• Aim of the task
Switch "clock numeral" to "dial numeral" in the items below, keeping every other word unchanged, and leave the pictures out of your answer.

• Records supplied
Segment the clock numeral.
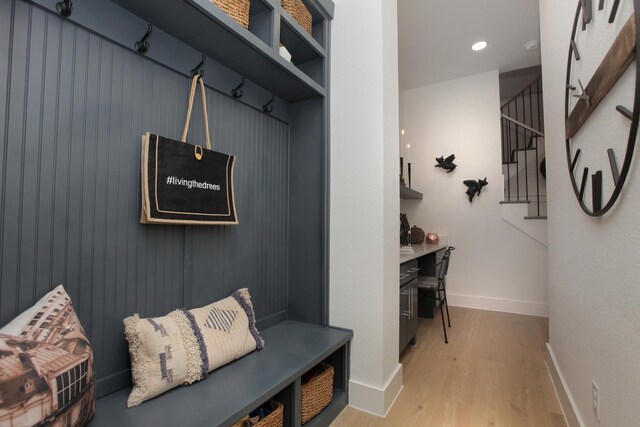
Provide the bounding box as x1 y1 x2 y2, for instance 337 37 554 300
571 148 581 173
571 40 580 61
580 0 592 31
580 168 589 200
616 105 633 120
607 148 620 185
609 0 620 24
591 171 602 213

• Result
Segment the dial numeral.
Provide the bounding box as x1 y1 x2 y2, for instance 337 37 554 300
571 148 581 173
571 40 580 61
580 0 592 31
580 168 589 200
616 105 633 120
607 148 620 185
609 0 620 24
591 171 602 213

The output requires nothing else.